October 07, 2014
Contact: Sammy Parks
Phone Number: (713) 693-3000
Santeria Follower And Others Head To Prison On Federal Drug Charges
BROWNSVILLE, Texas - Francisco Javier Maya, 35, has been ordered to prison following his convictions of conspiracy to possess and possession with intent to distribute approximately 1,000 pounds of marijuana, announced Drug Enforcement Administration Special Agent in Charge Joseph M. Arabit and U.S. Attorney Kenneth Magidson. A jury convicted Maya Jan. 30, 2014, after two days of trial testimony and approximately six hours of deliberations.
Today, U.S. District Judge Hilda G. Tagle, who presided over the trial, handed Maya a sentence of 189 months for the conspiracy charge and 189 months on the possession charge. The sentences will be served concurrently. At the hearing, additional evidence was presented including that he was a leader and organizer of the conspirators. Maya will also be required to serve a term of five years of supervised release following completion of the prison term. Also sentenced today were Phillip Cross, 56, Cade Jobe, 37, and Julio Treto, 56, to respective terms of 58 months, 38 and 47 months in federal prison. Cross, Jobe and Treto had previously pleaded guilty to their roles in the conspiracy as did seven others - Jose Angel Marichalar Jr., 33, Yisnel Garcia Gonzalez, 30, Angel Barraza, 34, Jesus Gonzalez, 35, Delton Hinderliter, 35, Adonys Hurtado-Gutierrez, 38 - who are set for sentencing at a later date.

**What is expected:**
Continue the press release on the Brownsville marijuana conspiracy sentencing from the point where it stops.

**Data:**
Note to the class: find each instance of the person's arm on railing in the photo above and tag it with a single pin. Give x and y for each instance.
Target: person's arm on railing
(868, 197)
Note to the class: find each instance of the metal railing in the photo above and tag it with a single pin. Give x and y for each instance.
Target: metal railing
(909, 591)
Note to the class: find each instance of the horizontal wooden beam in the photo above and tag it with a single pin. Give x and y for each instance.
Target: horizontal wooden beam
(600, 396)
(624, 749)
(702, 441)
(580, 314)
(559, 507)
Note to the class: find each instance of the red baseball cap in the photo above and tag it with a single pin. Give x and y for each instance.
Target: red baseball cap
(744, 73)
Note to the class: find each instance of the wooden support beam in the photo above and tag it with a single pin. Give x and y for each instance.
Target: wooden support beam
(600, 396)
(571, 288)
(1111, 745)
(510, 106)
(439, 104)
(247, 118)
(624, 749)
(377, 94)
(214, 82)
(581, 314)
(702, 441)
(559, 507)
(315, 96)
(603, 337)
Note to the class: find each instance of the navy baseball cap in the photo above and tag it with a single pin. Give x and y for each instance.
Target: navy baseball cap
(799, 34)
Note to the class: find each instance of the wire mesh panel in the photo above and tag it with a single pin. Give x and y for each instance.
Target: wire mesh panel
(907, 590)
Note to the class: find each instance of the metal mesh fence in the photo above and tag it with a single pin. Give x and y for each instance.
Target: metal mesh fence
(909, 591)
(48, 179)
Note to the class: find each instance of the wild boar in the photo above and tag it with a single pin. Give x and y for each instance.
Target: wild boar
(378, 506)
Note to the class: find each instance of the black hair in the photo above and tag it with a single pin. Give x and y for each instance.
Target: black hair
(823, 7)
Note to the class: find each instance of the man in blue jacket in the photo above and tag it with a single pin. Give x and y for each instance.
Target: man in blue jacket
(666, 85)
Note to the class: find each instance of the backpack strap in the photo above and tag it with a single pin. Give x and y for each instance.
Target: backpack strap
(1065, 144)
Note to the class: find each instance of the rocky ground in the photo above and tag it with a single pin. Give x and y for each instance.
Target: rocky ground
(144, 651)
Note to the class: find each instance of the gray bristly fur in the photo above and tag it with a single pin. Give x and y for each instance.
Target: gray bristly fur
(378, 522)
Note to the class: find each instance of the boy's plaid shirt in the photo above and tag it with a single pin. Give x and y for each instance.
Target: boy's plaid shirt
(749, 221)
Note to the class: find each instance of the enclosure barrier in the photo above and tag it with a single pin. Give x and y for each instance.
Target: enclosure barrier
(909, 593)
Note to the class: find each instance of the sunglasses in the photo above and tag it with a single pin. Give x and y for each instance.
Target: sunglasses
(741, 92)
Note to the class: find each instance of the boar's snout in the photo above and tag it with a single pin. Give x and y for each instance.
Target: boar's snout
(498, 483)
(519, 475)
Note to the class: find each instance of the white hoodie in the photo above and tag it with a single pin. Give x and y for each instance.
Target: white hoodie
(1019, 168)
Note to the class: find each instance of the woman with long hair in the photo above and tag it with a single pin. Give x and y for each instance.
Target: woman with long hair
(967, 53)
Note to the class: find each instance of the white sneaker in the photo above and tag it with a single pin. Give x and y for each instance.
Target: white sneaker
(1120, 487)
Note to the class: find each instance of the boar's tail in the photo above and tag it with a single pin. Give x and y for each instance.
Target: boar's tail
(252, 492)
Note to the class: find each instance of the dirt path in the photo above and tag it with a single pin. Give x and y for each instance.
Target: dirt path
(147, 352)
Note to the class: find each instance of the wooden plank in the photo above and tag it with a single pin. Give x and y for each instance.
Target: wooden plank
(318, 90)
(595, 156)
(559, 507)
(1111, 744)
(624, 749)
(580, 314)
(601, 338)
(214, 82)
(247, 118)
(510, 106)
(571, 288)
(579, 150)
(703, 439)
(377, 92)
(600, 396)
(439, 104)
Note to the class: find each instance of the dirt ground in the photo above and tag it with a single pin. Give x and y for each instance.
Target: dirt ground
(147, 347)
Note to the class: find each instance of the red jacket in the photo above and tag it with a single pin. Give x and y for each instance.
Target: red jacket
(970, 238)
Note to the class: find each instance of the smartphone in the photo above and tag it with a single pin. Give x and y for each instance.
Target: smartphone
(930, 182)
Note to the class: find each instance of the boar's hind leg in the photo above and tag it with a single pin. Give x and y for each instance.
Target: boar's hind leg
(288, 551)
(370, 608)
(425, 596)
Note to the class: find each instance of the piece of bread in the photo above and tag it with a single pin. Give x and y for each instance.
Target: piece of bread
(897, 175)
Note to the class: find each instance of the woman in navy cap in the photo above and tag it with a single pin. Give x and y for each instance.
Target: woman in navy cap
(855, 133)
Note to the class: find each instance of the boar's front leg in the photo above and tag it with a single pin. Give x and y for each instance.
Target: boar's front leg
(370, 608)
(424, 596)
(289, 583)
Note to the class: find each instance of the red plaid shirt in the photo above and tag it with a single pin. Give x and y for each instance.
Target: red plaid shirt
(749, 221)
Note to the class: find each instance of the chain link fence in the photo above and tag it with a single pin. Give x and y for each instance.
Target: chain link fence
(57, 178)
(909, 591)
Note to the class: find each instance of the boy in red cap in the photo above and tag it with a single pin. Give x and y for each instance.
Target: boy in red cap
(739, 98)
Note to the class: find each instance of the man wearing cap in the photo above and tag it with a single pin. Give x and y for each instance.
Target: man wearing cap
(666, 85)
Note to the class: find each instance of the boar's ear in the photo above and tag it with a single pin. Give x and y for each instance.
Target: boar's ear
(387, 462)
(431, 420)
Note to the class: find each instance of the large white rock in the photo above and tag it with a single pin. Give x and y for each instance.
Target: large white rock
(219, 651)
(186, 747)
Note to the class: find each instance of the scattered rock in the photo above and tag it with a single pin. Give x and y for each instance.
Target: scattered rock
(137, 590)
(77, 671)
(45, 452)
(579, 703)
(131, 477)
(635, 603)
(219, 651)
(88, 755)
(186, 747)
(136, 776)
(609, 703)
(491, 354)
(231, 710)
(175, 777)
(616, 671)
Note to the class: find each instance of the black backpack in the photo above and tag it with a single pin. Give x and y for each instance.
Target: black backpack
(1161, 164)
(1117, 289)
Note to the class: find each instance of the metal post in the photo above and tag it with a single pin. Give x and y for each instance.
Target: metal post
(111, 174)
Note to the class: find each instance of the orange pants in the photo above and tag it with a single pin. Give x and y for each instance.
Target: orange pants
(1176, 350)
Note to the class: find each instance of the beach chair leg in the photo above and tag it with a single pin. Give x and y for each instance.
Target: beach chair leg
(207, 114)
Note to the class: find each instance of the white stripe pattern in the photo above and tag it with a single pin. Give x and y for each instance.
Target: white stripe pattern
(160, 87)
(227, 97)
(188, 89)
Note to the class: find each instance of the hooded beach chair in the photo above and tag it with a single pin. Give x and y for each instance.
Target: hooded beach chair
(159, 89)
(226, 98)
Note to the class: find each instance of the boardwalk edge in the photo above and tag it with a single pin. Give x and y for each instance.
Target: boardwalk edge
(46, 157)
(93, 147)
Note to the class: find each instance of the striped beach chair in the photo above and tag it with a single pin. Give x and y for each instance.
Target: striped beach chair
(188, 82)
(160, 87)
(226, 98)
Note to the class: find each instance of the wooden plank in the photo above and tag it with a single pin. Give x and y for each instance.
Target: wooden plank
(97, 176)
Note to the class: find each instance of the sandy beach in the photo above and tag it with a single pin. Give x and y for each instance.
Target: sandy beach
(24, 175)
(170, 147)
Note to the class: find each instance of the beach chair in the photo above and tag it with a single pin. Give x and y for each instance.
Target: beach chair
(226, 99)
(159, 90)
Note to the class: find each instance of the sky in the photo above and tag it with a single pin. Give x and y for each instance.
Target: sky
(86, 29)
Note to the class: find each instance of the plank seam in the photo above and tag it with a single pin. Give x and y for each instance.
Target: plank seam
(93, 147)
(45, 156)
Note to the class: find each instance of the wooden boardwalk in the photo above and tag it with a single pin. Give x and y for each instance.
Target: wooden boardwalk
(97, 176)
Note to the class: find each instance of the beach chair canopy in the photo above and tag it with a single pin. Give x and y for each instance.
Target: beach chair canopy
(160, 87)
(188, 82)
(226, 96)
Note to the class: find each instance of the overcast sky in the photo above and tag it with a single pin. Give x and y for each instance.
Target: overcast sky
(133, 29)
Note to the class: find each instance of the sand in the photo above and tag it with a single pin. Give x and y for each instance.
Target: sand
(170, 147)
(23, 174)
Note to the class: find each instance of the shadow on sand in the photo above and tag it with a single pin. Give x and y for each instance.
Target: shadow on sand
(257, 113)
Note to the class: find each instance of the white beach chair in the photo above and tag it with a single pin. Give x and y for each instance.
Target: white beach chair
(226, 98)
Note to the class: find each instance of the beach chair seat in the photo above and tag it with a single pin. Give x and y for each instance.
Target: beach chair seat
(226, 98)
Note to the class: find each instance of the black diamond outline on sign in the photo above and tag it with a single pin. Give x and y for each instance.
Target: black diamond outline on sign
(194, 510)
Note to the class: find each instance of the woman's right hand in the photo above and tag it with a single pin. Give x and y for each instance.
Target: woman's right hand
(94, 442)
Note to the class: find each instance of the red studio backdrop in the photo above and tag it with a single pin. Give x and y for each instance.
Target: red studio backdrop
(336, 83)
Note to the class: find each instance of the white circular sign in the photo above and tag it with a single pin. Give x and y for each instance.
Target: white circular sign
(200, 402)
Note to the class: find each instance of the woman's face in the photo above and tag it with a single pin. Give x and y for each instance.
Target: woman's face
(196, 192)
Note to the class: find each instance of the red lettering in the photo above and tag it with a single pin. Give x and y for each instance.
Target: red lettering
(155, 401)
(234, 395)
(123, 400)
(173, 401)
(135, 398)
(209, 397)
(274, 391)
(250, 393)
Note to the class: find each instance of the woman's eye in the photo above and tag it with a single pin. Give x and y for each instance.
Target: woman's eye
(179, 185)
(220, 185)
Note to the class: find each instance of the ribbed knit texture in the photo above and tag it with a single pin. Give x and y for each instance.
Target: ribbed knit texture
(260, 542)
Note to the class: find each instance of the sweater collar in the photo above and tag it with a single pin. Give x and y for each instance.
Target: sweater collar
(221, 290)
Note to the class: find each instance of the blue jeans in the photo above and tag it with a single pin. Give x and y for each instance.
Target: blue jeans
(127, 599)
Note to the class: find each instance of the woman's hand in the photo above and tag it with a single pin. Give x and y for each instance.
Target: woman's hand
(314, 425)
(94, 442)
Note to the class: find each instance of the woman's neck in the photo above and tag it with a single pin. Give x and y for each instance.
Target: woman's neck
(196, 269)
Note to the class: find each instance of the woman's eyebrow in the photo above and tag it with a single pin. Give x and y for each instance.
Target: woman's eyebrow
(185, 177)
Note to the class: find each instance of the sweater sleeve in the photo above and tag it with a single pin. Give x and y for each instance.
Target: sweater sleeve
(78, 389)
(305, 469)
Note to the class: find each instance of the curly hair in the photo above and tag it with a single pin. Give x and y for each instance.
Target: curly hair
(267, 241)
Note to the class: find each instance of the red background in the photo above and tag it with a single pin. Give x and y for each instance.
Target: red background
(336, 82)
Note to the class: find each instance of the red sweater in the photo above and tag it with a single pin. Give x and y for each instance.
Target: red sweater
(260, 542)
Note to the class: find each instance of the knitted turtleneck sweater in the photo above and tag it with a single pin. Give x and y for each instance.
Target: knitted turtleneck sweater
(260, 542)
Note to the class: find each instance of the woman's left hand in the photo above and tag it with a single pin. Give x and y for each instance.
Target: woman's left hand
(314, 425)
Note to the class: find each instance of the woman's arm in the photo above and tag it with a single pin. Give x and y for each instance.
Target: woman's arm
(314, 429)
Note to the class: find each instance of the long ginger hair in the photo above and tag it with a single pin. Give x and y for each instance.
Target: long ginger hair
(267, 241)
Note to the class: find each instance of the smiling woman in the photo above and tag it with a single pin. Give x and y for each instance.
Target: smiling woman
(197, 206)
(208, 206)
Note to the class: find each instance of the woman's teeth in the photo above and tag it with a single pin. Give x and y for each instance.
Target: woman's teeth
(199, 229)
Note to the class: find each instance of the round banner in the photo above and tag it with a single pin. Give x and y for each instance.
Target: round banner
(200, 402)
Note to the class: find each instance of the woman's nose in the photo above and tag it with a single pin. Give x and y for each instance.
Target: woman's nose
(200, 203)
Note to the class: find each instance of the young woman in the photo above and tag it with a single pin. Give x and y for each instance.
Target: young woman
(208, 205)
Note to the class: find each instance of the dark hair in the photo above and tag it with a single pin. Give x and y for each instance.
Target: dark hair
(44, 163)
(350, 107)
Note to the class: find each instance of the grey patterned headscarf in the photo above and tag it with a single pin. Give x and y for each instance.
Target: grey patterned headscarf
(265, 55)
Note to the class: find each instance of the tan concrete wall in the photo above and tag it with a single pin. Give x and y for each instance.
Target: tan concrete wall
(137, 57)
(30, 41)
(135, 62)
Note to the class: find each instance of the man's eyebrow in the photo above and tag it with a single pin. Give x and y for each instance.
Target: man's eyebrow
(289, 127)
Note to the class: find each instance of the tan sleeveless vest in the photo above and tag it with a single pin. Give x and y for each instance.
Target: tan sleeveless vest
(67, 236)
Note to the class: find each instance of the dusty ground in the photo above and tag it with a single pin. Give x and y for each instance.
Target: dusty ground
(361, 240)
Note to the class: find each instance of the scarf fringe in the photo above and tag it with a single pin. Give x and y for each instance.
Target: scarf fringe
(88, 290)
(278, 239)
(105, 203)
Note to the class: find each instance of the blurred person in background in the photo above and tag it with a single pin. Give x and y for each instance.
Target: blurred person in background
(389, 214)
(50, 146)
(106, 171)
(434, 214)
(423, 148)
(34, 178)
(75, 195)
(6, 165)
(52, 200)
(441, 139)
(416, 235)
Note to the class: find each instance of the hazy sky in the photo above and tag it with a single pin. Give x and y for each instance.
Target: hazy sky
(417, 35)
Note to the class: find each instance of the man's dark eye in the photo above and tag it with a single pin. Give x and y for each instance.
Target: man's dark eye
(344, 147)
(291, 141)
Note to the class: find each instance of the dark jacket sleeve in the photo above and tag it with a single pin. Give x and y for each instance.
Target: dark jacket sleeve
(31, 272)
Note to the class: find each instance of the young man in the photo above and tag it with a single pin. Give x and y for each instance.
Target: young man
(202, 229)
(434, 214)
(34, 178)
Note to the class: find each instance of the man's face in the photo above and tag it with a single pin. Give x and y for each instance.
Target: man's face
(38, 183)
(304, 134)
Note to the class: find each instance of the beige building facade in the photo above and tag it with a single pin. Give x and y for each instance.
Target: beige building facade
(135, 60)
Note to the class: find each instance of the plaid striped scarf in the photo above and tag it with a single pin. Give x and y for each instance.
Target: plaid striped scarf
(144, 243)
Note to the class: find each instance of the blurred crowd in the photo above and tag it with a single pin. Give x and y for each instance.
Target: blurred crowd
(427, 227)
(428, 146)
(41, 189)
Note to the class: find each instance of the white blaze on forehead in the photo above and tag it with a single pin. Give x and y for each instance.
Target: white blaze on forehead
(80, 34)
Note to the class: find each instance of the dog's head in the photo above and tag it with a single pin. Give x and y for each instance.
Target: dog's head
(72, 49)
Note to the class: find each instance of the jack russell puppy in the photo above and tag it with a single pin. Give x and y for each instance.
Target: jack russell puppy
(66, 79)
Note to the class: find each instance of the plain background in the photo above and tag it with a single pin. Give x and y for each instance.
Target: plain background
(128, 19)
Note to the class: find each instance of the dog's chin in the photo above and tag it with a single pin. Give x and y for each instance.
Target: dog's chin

**Exercise result:**
Four others were charged in a separate, but related case. Jesus Mauricio Juarez, 28, Ruben Gonzalez-Cavazos, 30, Adolfo Lozano-Luna 36, and Alberto Martinez, 51, had also previously pleaded guilty. Martinez received a sentence of 70 months today, while Lozano-Luna, Juarez and Gonzalez-Cavazos were sentenced previously to respective terms of 70, 31 and 41 months.
At Maya’s trial, the jury heard evidence that placed him in a conspiracy with the others involving several marijuana loads each totaling between 300 and 1,000 pounds between the summer of 2012 and January 2013. Maya’s role in the drug trafficking organization was to provide tractor trailer drivers to drive marijuana loads to locations including Houston and Taylor. Maya would share in the profits of each load, making between $4000-$5000 per load.
On one occasion, he provided his wife’s bank account number in order for another conspirator to deposit the drug proceeds. Evidence was presented that $6,500 was deposited to Maya’s wife’s account on Nov. 28, 2012, right after a successful 300 pound marijuana delivery to Taylor by the organization.
Evidence showed Maya was a follower of the Santeria religion. The jury saw photos of Maya’s residence in Mission, which depicted numerous images of what was considered to be altars showing glasses of alcohol, knives, a machete, kettles, feathers and substances that appeared to be blood. Testimony also included descriptions of two rituals involving the sacrifice of animals.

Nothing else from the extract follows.